Die letzten fünf Teile der aus insgesamt acht Teilen bestehenden Saga über die Rettung der Uru, einer überalterten Kleingruppe, die von den Kwin-Khom bedroht werden, zeigen einen Tunga, der ohne die Begleitung seiner Side-Kicks mit wilden Tieren kämpfen muss, Gefangene befreien darf und auch noch durch ein „Bündnis“ mit einem Zebra eine siegreiche Schlacht gegen die Verfolger führt. Obwohl ursprünglich für das Taschenbuch-Format konzipiert, hat Aidans alle Seiten so angelegt, dass sie zu einer doppelt so großen Albumseite verlustfrei ummontiert werden können. Das Seitenlayout ist trotzdem variabel und bietet Raum für größere und kleinere Panele.

▸ ANGEZEIGTE EINTRÄGE

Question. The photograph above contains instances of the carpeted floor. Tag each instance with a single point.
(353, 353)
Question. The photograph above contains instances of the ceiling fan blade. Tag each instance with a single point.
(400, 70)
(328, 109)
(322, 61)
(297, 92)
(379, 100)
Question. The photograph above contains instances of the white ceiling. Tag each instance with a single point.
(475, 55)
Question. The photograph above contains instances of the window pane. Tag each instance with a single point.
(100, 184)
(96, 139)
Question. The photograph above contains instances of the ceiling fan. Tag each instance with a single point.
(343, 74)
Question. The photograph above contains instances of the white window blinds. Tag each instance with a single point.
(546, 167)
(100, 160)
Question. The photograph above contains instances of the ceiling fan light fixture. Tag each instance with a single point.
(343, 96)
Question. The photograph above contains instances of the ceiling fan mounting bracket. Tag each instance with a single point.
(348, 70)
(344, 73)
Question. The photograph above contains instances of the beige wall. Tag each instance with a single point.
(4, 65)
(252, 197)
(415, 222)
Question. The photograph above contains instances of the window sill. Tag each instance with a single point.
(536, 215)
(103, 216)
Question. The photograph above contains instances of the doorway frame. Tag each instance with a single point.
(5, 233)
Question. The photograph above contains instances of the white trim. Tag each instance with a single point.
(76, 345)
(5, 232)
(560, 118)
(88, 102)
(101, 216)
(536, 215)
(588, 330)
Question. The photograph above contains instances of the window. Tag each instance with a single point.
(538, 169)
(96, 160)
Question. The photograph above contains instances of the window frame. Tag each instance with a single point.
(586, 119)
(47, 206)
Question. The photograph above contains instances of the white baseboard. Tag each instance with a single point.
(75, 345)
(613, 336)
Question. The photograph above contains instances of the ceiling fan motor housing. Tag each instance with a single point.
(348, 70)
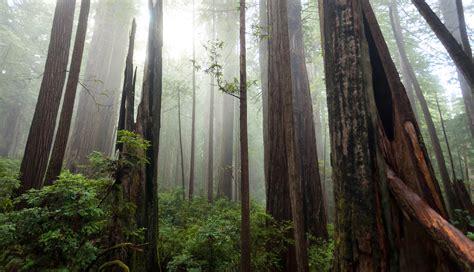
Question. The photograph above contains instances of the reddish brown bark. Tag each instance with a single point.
(40, 137)
(62, 134)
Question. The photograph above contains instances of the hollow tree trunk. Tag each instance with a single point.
(461, 59)
(62, 133)
(40, 137)
(372, 126)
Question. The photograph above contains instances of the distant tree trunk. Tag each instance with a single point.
(373, 129)
(151, 109)
(263, 62)
(193, 121)
(462, 61)
(40, 137)
(245, 261)
(396, 26)
(225, 184)
(183, 187)
(9, 131)
(210, 150)
(96, 119)
(314, 210)
(62, 134)
(280, 81)
(126, 113)
(453, 14)
(443, 170)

▸ AUFGABE
Zitieren Sie aus dem Auszug über die Saga um Tunga wörtlich die Stelle von „Die letzten fünf“ bis „und kleinere Panele.“.

▸ ERGEBNIS
Die letzten fünf Teile der aus insgesamt acht Teilen bestehenden Saga über die Rettung der Uru, einer überalterten Kleingruppe, die von den Kwin-Khom bedroht werden, zeigen einen Tunga, der ohne die Begleitung seiner Side-Kicks mit wilden Tieren kämpfen muss, Gefangene befreien darf und auch noch durch ein „Bündnis“ mit einem Zebra eine siegreiche Schlacht gegen die Verfolger führt. Obwohl ursprünglich für das Taschenbuch-Format konzipiert, hat Aidans alle Seiten so angelegt, dass sie zu einer doppelt so großen Albumseite verlustfrei ummontiert werden können. Das Seitenlayout ist trotzdem variabel und bietet Raum für größere und kleinere Panele.